• [Your task]
Every line in the data below that includes "after" belongs in the answer, copied as it stands.

• [Exercise materials]
────────

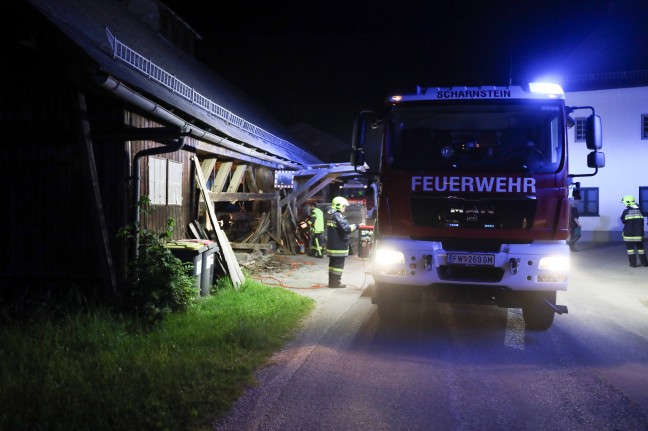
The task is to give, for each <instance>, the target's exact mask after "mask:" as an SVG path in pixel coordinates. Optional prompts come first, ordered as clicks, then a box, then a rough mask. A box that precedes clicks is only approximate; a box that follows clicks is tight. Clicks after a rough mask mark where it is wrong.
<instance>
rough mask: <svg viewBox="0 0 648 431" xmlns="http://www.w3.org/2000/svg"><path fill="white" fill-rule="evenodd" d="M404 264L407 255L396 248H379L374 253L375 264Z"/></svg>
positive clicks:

────────

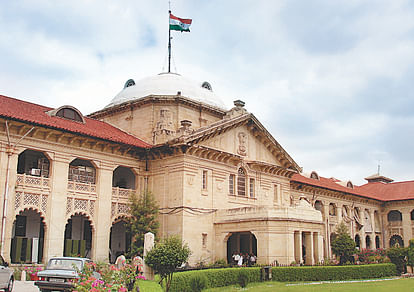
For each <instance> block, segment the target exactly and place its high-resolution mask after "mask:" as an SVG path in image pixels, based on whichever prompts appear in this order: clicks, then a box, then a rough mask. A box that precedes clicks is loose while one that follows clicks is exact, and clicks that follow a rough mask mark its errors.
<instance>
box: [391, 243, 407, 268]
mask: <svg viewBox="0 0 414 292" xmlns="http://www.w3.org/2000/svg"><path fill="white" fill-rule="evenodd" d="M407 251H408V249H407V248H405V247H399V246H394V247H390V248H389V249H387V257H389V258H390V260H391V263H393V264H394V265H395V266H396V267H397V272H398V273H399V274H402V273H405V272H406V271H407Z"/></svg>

────────

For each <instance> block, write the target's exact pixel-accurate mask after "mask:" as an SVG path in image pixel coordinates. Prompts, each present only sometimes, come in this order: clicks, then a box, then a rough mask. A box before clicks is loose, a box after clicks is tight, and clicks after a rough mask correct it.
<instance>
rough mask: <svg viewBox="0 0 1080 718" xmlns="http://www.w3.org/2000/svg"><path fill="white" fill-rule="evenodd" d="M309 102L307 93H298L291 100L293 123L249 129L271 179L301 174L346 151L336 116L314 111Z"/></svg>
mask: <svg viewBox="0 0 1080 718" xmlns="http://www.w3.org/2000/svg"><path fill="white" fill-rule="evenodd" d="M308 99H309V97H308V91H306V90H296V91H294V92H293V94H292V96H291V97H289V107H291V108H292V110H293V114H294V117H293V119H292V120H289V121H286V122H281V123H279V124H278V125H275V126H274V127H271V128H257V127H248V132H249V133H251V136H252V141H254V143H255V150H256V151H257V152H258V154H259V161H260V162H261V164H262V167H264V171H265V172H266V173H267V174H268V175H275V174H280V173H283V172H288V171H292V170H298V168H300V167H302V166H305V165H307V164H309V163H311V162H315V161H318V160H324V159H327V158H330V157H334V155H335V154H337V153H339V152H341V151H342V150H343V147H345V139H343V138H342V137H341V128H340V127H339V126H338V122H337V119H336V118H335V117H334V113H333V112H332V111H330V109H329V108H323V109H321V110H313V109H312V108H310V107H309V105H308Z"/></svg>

────────

• [Final answer]
The task is to give, for each <instance>, the target's exact mask after "mask:" as an SVG path in pixel coordinates. Optional prompts come first, ordered as clicks, then a box, then a rough mask. A box that precedes clicks is only approximate; a box that follows clicks is tight. Clicks after a rough mask mark where it is wrong.
For each <instance> block, segment the target exactly and place its high-resolution mask after "mask:" as an SVG path in image pixels, based on whichever prompts appear in this order: clicks, then a box, then a rough mask. A box that precedes clicks is loose while one that follows clicks is exact, and clicks that follow a rough mask mark its errors.
For each <instance> block, write the target's exact pixel-accurate mask after "mask:" as an SVG path in image pixel coordinates. Prompts, each present only sometimes, come in this order: clicks, then a box, then a rough mask. A box before clicks is loose, a box after clicks is tight, and clicks after a rough mask correct it.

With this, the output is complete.